Problem requirements
Where a line of the listing below includes the word "Category", reproduce that line.
Data records: Begin
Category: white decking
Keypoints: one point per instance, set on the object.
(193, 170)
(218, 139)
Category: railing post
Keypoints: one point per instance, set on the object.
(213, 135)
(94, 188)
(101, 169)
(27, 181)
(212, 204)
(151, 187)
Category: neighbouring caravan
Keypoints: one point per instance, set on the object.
Data records: End
Data records: Begin
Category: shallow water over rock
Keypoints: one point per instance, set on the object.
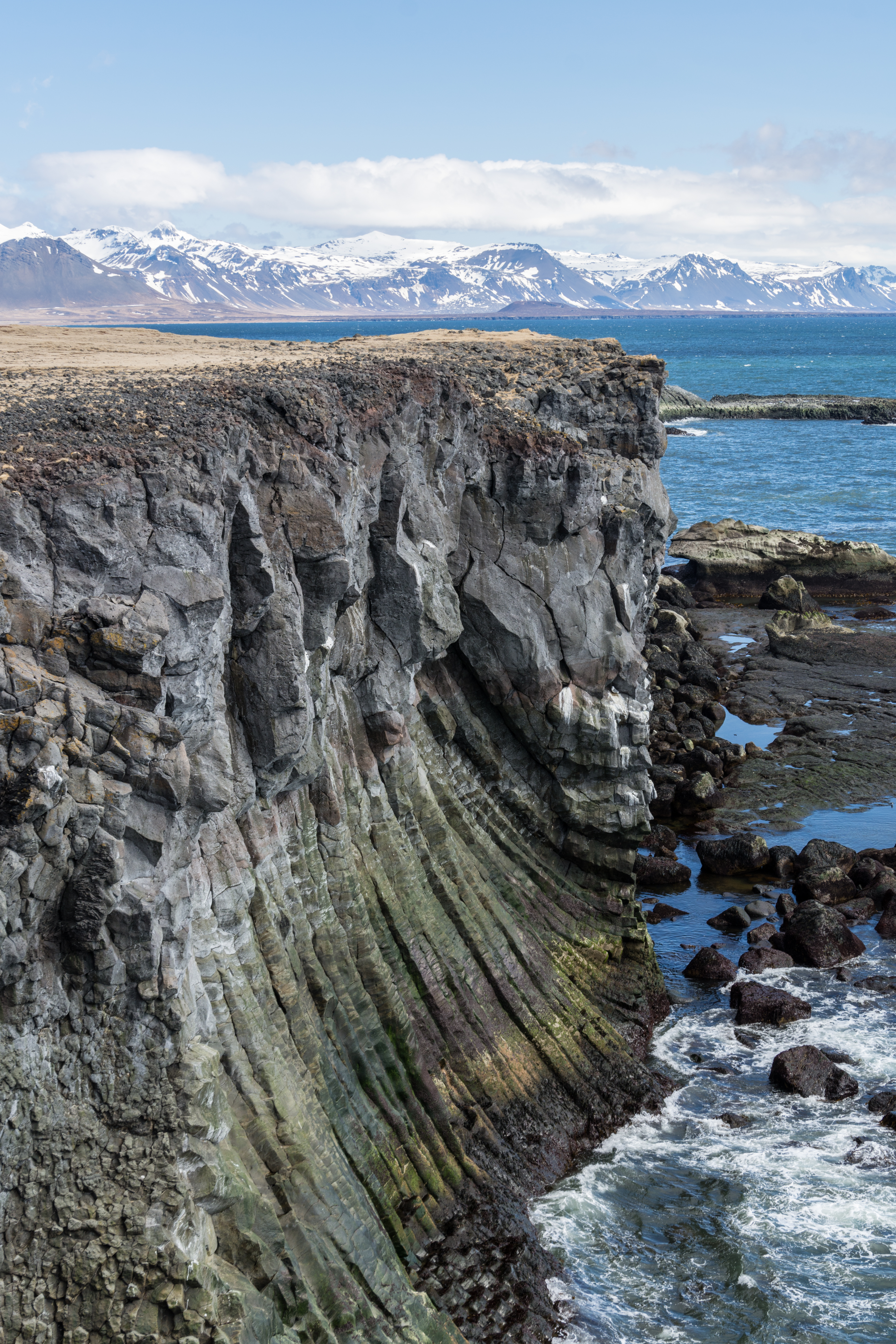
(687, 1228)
Data records: End
Response
Category: white decking
Category: railing post
Category: neighbouring caravan
Category: shallow water over rock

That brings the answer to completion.